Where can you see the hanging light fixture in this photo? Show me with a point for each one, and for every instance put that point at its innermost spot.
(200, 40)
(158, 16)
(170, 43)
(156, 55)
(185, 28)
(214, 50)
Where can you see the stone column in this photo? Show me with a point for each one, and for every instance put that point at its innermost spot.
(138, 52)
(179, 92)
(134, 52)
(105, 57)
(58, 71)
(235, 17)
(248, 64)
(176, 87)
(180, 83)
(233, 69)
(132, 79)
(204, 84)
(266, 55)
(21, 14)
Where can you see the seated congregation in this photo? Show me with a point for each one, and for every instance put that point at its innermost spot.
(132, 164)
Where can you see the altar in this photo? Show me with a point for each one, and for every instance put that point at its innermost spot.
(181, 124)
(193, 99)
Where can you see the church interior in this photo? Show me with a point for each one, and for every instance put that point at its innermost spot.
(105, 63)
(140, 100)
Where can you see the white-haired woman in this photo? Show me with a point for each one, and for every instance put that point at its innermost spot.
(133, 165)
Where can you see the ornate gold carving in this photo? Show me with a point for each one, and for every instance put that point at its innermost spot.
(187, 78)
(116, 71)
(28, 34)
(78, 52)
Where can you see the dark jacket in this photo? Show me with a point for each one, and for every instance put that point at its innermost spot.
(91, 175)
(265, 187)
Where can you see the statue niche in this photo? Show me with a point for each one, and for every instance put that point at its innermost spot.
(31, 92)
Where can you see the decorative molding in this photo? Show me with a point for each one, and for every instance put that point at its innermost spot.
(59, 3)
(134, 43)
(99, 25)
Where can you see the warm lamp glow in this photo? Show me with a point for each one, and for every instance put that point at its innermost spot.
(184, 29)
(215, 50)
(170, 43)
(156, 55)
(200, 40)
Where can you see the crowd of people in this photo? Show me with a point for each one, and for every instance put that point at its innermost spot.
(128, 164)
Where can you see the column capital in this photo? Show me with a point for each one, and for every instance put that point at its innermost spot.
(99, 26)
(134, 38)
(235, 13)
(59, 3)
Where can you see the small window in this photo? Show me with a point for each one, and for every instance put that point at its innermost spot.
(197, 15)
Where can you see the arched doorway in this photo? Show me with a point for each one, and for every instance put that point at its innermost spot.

----------------------------------------

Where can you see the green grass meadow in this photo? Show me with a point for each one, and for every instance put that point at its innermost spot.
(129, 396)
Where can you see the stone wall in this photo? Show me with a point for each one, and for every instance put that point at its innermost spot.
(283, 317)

----------------------------------------

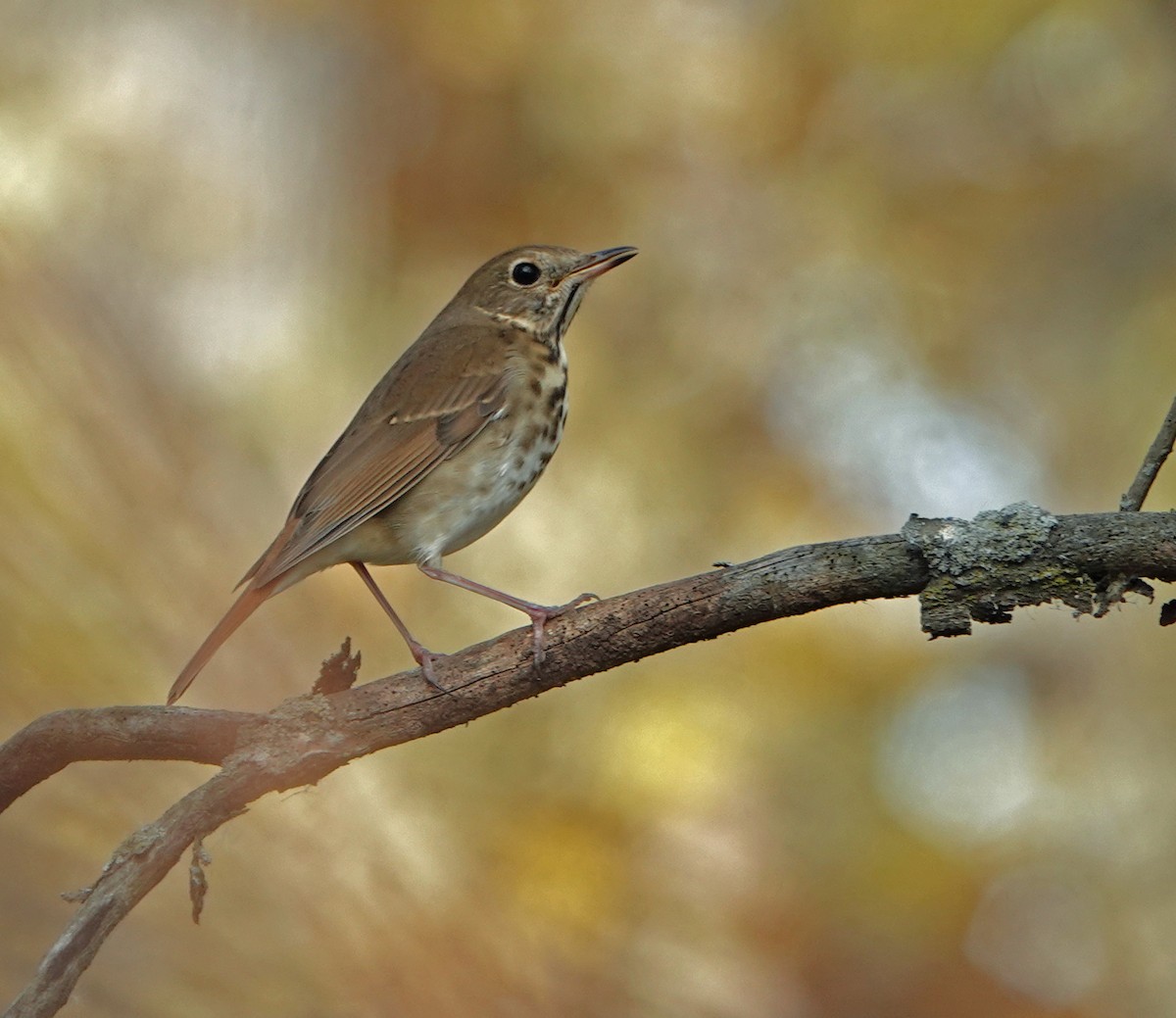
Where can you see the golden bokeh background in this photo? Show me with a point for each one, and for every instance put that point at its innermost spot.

----------------------------------------

### EXERCISE AIM
Please pick out each row above that contains the word "column" and copy those rows in full.

### SOLUTION BELOW
Where can you see the stone column in this photo? Show me with a point for each one, and for every instance put that point at its innermost spot.
Where can you see the column capital in this photo? Show me with a point for each one, and for every instance put that point at its innermost spot.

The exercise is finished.